* start Data provided *
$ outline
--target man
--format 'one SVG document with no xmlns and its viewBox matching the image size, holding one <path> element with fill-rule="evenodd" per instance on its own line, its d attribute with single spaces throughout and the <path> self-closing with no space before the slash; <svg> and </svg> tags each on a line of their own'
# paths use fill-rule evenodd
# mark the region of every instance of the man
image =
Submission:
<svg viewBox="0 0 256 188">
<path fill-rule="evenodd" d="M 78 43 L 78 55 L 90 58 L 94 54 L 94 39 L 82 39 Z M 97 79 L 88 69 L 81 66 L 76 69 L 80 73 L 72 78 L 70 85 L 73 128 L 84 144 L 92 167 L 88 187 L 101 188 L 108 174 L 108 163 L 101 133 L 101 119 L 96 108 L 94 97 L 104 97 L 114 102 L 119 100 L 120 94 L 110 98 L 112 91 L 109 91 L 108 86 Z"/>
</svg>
* end Data provided *
* start Data provided *
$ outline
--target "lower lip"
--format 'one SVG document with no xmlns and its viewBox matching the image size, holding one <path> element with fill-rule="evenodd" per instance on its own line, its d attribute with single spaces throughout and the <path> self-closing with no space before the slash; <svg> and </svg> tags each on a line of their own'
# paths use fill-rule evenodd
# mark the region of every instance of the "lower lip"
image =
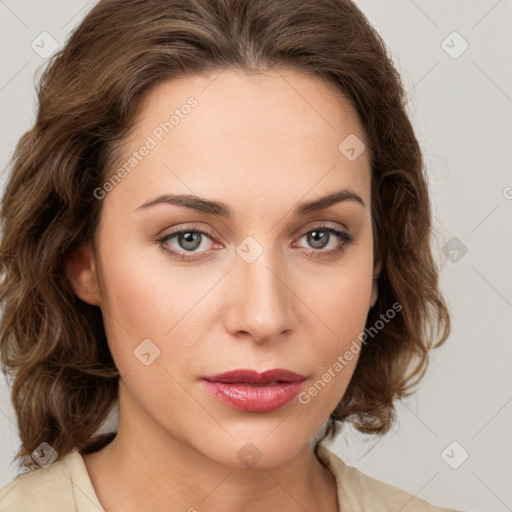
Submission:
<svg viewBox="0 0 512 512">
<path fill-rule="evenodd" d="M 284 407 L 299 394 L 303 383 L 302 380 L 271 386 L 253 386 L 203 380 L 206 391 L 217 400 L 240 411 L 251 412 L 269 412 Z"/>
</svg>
* end Data provided *
Return every line of the records above that contains the word "region", with case counting.

**Answer to this exercise**
# mark the region of every instance of the man
# mark the region of every instance of the "lower lip"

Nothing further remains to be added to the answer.